__The task__: Please copy the entries from the start through the line holding "point(132, 206)", inclusive, switching "Target" to "Object" and leaving everything else unchanged. Leave the pictures out.

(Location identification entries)
_ _ _ _

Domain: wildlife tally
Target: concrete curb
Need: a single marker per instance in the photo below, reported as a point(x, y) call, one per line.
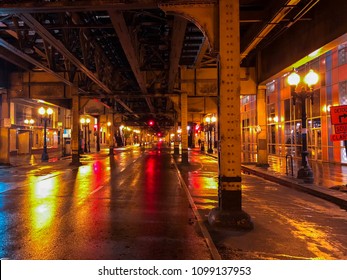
point(336, 197)
point(208, 239)
point(333, 196)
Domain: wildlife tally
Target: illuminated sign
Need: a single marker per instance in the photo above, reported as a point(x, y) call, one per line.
point(338, 137)
point(338, 114)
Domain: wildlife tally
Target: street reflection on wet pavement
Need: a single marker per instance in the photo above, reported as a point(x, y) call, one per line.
point(132, 206)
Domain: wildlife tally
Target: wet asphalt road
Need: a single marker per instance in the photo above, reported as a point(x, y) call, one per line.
point(288, 224)
point(128, 207)
point(131, 206)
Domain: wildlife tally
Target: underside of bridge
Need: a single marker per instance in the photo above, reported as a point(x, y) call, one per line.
point(136, 57)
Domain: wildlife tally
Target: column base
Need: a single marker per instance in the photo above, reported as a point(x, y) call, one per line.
point(306, 174)
point(185, 157)
point(44, 157)
point(176, 148)
point(75, 160)
point(232, 219)
point(262, 165)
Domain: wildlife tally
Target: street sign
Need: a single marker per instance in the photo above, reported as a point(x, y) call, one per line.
point(338, 114)
point(338, 137)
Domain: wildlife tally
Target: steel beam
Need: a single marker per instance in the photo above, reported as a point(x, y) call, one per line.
point(47, 36)
point(262, 154)
point(10, 57)
point(123, 33)
point(28, 58)
point(179, 29)
point(229, 211)
point(75, 6)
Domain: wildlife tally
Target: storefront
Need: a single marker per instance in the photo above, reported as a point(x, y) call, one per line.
point(284, 125)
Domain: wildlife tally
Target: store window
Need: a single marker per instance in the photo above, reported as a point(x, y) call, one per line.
point(342, 56)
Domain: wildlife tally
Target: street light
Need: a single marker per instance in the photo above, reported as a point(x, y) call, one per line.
point(302, 93)
point(31, 126)
point(210, 124)
point(85, 123)
point(46, 116)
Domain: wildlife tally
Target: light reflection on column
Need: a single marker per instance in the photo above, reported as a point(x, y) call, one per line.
point(4, 222)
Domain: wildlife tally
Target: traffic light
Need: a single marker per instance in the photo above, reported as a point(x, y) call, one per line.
point(150, 122)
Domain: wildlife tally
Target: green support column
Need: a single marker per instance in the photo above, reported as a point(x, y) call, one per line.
point(184, 123)
point(4, 130)
point(229, 211)
point(75, 132)
point(261, 128)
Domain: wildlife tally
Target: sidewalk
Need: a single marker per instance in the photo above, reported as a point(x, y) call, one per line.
point(330, 180)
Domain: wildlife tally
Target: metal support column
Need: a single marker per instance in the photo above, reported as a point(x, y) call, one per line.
point(75, 132)
point(176, 142)
point(229, 211)
point(184, 123)
point(261, 128)
point(111, 151)
point(5, 130)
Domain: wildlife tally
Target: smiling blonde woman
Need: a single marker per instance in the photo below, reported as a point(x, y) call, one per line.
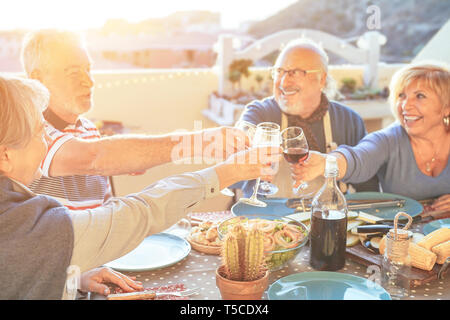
point(410, 157)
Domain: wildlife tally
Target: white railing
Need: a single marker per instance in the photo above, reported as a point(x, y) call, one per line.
point(367, 53)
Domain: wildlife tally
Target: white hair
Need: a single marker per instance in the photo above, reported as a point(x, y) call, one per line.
point(37, 46)
point(307, 44)
point(21, 104)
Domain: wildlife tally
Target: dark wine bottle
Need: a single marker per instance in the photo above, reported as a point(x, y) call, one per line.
point(328, 235)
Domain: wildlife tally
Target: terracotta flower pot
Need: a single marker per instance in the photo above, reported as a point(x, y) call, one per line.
point(241, 290)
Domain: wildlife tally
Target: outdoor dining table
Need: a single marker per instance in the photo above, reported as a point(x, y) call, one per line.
point(197, 270)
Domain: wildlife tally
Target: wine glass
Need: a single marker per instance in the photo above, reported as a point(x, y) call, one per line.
point(249, 129)
point(264, 136)
point(295, 149)
point(266, 188)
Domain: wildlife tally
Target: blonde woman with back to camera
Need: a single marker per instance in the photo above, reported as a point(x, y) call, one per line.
point(41, 239)
point(411, 156)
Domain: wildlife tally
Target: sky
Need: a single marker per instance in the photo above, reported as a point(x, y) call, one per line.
point(83, 14)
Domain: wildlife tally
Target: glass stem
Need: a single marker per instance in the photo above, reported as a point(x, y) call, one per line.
point(255, 190)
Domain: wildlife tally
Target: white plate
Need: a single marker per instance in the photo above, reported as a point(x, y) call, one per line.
point(155, 252)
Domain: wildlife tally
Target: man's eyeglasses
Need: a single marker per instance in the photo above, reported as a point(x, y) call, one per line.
point(295, 73)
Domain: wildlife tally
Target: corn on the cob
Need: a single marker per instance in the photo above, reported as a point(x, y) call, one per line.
point(382, 245)
point(434, 238)
point(442, 251)
point(421, 258)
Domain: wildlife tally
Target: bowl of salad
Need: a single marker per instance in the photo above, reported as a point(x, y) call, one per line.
point(283, 236)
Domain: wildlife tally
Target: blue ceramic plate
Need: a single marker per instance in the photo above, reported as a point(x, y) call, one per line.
point(323, 285)
point(436, 224)
point(275, 206)
point(155, 252)
point(411, 207)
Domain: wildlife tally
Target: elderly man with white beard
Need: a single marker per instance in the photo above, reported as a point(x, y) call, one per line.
point(300, 88)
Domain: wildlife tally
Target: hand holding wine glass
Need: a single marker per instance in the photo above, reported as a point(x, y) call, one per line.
point(268, 136)
point(266, 188)
point(249, 129)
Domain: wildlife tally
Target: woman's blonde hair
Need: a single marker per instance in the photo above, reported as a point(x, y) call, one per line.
point(38, 46)
point(434, 75)
point(21, 104)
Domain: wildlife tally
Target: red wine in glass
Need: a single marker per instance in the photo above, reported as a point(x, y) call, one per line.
point(295, 155)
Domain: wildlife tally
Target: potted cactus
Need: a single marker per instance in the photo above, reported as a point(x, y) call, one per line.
point(243, 274)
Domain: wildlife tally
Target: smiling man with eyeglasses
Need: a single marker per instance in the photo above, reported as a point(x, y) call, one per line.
point(301, 91)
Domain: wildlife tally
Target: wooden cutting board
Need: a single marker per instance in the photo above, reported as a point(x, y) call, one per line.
point(416, 278)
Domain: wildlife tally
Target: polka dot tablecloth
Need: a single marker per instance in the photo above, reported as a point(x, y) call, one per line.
point(198, 270)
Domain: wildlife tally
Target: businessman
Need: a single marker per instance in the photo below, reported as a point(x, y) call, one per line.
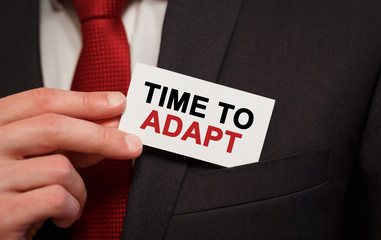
point(319, 175)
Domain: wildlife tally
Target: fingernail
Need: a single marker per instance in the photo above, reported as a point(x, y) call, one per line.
point(133, 142)
point(116, 98)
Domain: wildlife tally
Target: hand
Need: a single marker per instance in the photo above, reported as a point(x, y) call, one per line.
point(37, 183)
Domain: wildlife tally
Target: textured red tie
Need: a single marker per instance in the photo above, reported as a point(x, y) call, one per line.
point(104, 65)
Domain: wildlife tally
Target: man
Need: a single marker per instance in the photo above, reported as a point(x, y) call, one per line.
point(319, 172)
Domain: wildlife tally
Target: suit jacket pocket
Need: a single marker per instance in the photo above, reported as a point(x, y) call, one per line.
point(254, 182)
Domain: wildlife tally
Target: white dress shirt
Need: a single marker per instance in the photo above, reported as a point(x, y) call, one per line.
point(61, 41)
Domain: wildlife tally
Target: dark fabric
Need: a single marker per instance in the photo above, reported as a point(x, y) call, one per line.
point(19, 47)
point(319, 174)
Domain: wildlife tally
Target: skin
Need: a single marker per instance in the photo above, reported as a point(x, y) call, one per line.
point(49, 133)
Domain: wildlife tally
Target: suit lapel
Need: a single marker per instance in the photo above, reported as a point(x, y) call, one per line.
point(195, 37)
point(19, 47)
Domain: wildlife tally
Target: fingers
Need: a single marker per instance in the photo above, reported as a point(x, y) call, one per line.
point(25, 175)
point(43, 203)
point(50, 132)
point(90, 106)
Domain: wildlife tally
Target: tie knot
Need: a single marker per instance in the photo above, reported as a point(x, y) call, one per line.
point(89, 9)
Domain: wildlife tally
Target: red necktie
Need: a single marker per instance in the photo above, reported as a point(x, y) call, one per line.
point(104, 65)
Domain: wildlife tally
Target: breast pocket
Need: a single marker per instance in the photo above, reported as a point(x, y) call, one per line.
point(254, 182)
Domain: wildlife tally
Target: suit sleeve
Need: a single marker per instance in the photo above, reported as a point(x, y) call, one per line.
point(363, 210)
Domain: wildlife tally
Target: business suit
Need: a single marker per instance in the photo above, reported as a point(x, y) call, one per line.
point(319, 172)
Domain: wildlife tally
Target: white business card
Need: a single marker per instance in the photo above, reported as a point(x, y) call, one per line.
point(196, 118)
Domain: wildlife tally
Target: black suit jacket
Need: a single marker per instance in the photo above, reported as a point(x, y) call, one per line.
point(319, 175)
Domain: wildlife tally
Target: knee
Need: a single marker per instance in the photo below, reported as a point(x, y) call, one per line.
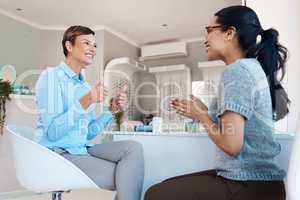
point(135, 147)
point(157, 192)
point(152, 193)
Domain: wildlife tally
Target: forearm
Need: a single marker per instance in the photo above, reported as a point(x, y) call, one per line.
point(86, 100)
point(96, 126)
point(224, 139)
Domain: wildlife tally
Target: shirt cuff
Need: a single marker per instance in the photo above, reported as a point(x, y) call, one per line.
point(242, 110)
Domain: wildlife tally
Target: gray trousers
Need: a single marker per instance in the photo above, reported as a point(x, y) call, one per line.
point(114, 166)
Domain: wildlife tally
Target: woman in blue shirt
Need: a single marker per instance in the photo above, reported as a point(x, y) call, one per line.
point(241, 121)
point(67, 119)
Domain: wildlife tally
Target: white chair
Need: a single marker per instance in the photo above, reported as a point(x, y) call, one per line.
point(41, 170)
point(293, 176)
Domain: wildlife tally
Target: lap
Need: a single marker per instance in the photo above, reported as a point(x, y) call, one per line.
point(101, 171)
point(207, 185)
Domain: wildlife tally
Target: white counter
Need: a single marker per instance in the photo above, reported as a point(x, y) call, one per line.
point(175, 153)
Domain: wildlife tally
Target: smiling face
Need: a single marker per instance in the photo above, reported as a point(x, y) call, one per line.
point(84, 49)
point(216, 40)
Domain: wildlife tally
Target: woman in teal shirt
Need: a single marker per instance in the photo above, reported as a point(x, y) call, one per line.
point(241, 121)
point(67, 119)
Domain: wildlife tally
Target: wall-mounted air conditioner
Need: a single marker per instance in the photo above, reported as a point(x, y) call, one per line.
point(164, 50)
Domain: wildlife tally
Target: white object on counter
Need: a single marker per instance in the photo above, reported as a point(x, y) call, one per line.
point(157, 124)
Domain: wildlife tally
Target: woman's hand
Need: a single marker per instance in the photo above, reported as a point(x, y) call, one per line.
point(95, 95)
point(118, 103)
point(98, 93)
point(192, 108)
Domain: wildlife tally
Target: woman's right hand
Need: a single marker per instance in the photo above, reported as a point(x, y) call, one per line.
point(98, 93)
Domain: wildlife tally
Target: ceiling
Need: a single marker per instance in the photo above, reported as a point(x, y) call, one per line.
point(138, 21)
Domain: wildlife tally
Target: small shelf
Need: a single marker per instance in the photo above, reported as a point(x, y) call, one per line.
point(209, 64)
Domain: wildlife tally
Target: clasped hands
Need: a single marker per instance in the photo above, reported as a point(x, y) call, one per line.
point(98, 93)
point(192, 108)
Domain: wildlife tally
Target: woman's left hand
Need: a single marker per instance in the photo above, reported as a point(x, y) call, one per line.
point(192, 108)
point(118, 103)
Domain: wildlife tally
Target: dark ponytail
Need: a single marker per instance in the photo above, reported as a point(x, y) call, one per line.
point(271, 55)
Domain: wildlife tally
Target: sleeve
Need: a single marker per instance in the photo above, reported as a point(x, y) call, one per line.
point(56, 121)
point(97, 125)
point(237, 91)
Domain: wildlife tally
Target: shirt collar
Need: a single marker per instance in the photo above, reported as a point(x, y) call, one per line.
point(70, 73)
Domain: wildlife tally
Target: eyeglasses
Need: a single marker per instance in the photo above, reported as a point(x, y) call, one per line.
point(209, 29)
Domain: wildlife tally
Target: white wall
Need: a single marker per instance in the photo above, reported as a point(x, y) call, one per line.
point(284, 15)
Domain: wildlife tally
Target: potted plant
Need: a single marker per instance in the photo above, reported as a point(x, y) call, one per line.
point(5, 91)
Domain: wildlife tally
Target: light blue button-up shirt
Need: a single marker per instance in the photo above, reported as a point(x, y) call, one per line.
point(64, 123)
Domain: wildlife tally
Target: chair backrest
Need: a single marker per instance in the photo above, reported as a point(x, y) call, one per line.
point(39, 169)
point(293, 176)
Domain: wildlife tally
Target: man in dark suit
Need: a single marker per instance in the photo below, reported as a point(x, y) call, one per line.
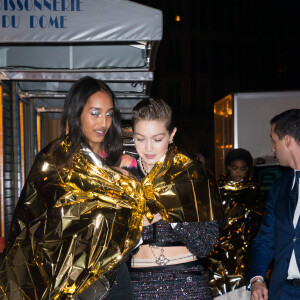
point(278, 239)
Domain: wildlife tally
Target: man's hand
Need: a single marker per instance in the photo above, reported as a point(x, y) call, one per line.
point(259, 290)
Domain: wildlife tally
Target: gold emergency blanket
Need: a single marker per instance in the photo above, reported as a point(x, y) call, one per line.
point(70, 229)
point(230, 257)
point(182, 190)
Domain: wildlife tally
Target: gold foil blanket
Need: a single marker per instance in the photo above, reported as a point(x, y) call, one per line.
point(230, 257)
point(68, 231)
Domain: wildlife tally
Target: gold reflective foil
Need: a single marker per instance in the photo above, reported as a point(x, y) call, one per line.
point(182, 190)
point(70, 228)
point(230, 257)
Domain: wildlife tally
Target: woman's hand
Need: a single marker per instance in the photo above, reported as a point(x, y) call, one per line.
point(156, 218)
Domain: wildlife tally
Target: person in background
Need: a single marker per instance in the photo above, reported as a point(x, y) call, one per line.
point(278, 239)
point(182, 224)
point(241, 200)
point(64, 240)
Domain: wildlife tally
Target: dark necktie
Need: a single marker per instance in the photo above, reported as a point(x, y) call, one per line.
point(294, 193)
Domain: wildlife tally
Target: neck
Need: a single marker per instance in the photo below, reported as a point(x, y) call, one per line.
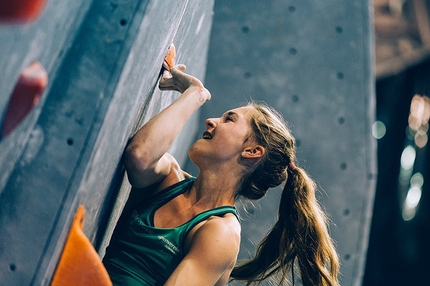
point(214, 189)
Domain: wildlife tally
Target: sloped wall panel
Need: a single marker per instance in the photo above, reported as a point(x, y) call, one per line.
point(103, 60)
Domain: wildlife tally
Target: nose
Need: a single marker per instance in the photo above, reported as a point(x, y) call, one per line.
point(210, 123)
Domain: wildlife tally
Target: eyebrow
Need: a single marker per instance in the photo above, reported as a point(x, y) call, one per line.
point(231, 113)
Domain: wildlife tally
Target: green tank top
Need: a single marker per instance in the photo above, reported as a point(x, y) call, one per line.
point(141, 254)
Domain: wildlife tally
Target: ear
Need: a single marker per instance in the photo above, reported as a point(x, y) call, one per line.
point(254, 152)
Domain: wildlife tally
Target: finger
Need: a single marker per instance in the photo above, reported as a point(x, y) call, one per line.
point(181, 67)
point(166, 65)
point(166, 74)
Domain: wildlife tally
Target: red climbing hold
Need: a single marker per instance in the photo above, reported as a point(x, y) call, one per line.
point(26, 94)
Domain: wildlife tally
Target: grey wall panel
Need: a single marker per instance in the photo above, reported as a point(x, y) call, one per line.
point(103, 85)
point(312, 60)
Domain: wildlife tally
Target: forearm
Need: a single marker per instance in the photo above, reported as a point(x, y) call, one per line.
point(153, 140)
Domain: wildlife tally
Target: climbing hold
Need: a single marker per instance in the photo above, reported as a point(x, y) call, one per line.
point(169, 59)
point(23, 10)
point(26, 94)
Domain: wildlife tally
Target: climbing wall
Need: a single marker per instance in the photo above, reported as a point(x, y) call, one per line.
point(311, 60)
point(102, 59)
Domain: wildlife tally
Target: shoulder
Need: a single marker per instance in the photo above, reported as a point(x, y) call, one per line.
point(217, 236)
point(175, 174)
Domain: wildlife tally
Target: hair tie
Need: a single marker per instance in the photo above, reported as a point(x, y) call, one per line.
point(291, 166)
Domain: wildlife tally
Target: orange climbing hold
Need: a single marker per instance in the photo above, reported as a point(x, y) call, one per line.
point(20, 10)
point(169, 59)
point(79, 263)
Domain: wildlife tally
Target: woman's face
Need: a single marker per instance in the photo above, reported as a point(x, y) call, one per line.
point(225, 137)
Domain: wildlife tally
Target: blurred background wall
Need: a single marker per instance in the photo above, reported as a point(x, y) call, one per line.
point(351, 77)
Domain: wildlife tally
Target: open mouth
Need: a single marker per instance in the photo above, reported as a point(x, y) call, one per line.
point(207, 135)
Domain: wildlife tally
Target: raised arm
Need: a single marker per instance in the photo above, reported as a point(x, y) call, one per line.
point(145, 156)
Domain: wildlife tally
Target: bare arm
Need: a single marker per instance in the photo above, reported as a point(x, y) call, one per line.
point(212, 255)
point(145, 156)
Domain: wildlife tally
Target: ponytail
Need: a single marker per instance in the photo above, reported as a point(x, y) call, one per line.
point(300, 236)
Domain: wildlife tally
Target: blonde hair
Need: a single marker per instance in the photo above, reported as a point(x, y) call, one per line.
point(301, 232)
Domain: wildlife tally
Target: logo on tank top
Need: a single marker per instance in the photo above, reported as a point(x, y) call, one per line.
point(167, 243)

_ _ _ _

__In response__:
Domain: wildlife tally
Object: concrete curb
Need: a single marker per instance in the photo below, reported as a point(x, y) call, one per line.
point(336, 197)
point(208, 239)
point(333, 196)
Domain: wildlife tally
Object: illuminated sign
Need: a single marker per instance in the photo above, reported as a point(x, y) call, one per line.
point(338, 137)
point(338, 114)
Domain: wildlife tally
Object: street reflection on wet pavement
Need: a single marker per instance in the photo above, reported as a point(x, y) call, one per line.
point(132, 206)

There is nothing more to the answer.